Aim of the task :: Please give the data below again in full, exactly as it stands.

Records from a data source
+ + + +
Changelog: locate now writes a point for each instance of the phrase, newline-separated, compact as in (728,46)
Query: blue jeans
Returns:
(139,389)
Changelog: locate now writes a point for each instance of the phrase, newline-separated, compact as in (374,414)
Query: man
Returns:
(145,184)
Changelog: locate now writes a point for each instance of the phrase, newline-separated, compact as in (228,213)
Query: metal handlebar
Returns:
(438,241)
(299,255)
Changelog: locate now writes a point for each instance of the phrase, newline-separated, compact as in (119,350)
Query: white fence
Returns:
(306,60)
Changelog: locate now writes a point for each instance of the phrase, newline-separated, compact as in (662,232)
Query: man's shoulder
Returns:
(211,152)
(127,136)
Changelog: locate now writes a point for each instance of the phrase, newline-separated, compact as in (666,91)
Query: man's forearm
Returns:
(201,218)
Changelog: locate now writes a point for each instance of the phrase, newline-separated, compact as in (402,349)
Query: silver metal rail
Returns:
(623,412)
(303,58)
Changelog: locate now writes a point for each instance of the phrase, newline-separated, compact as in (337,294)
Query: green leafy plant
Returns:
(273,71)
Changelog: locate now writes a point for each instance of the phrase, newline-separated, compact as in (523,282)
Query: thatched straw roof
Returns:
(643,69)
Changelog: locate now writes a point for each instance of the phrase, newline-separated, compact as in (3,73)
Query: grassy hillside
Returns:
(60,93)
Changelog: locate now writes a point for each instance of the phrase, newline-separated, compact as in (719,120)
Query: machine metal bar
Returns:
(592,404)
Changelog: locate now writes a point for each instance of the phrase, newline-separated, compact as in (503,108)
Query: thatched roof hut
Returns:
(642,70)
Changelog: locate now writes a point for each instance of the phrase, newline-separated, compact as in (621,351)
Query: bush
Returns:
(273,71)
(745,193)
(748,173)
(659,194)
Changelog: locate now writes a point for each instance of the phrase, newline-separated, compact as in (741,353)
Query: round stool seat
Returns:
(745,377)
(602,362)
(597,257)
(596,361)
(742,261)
+ + + +
Exercise response ::
Changelog: locate now writes a point for each instance of the phrase, newline-separated, compact as in (728,46)
Query: blue jeans
Returns:
(139,389)
Changelog: locate now writes a point for each instance of the phrase, newline-separated, compact as in (374,414)
Query: man
Returns:
(145,184)
Changelog: locate now writes a point for each instance of the phrase, newline-separated, compact as in (228,213)
Query: metal handlebar
Returns:
(438,241)
(299,255)
Changelog: locate now writes a point for each instance of the phrase, newline-separated, compact as in (119,350)
Query: white fence
Returns:
(306,60)
Changelog: locate now writes a point for each instance of the phrase, newline-separated, compact as in (662,232)
Query: man's shoulder
Returns:
(211,152)
(127,136)
Changelog: locate now writes a point for each instance of the phrase, newline-separated, compact as in (666,91)
Query: man's forearm
Returns:
(201,218)
Changelog: locate now writes a point for each instance of the phrase, newline-separated, compact as in (402,349)
Query: silver metal rail
Returns:
(623,412)
(303,58)
Changelog: locate now writes a point for each instance of the phrase, newline-separated, compact as in (337,294)
Query: green leafy plant
Returns:
(273,71)
Changelog: locate now writes a point for each instance of the phrase, newline-separated, compact as in (523,282)
Query: thatched straw roof
Returns:
(643,69)
Changelog: locate now writes a point for each instance of the phrase, newline-separated, compact as in (3,73)
Query: grassy hillside
Returns:
(60,93)
Changelog: locate now writes a point for each instance of the phrase, newline-separated, compact as in (719,120)
Query: machine metal bar
Returns:
(592,404)
Changelog: locate now writes a point for each instance of the phrase, newline-separated, compact as in (503,108)
Query: thatched roof hut
Returns:
(642,70)
Changelog: locate now writes a point for each instance of the phrase, newline-separated, compact as in (621,351)
Query: bush
Returns:
(273,71)
(745,193)
(748,173)
(659,194)
Changelog: locate now writes a point for each instance of the phrase, newline-separated, compact as in (741,353)
Query: round stool seat
Returns:
(745,377)
(602,362)
(597,257)
(596,361)
(742,261)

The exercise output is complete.